### PROBLEM
Can you update the lines below so that every "sweater cuff" becomes "jacket sleeve", with everything else left unchanged and the pictures left out of your answer?

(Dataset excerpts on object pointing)
▬▬▬
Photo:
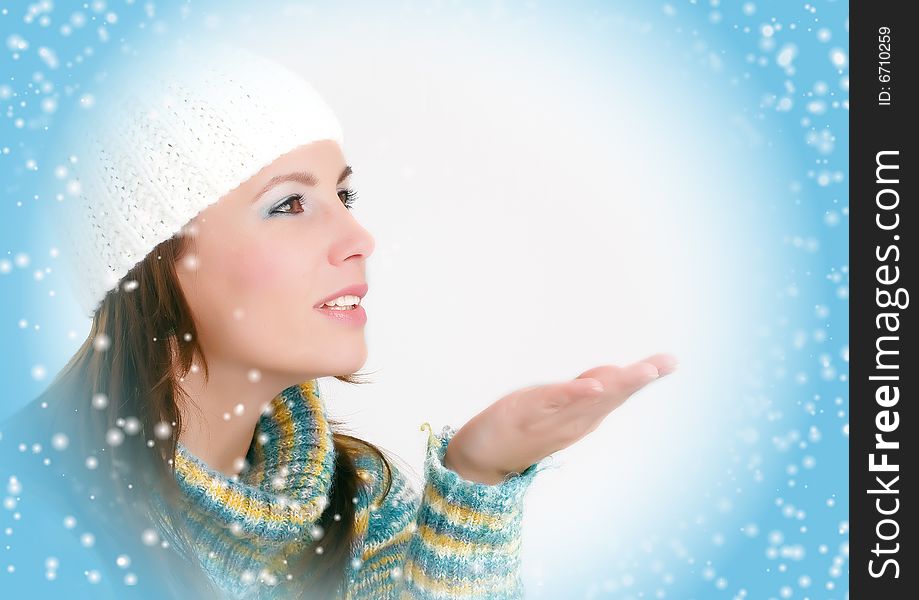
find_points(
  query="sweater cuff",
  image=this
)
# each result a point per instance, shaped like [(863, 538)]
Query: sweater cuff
[(501, 499)]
▬▬▬
### TASK RESPONSE
Photo:
find_points(
  query="jacket sleeve",
  image=this
)
# each result a point per instance, shaped like [(863, 538)]
Query: jacket sleeve
[(501, 499)]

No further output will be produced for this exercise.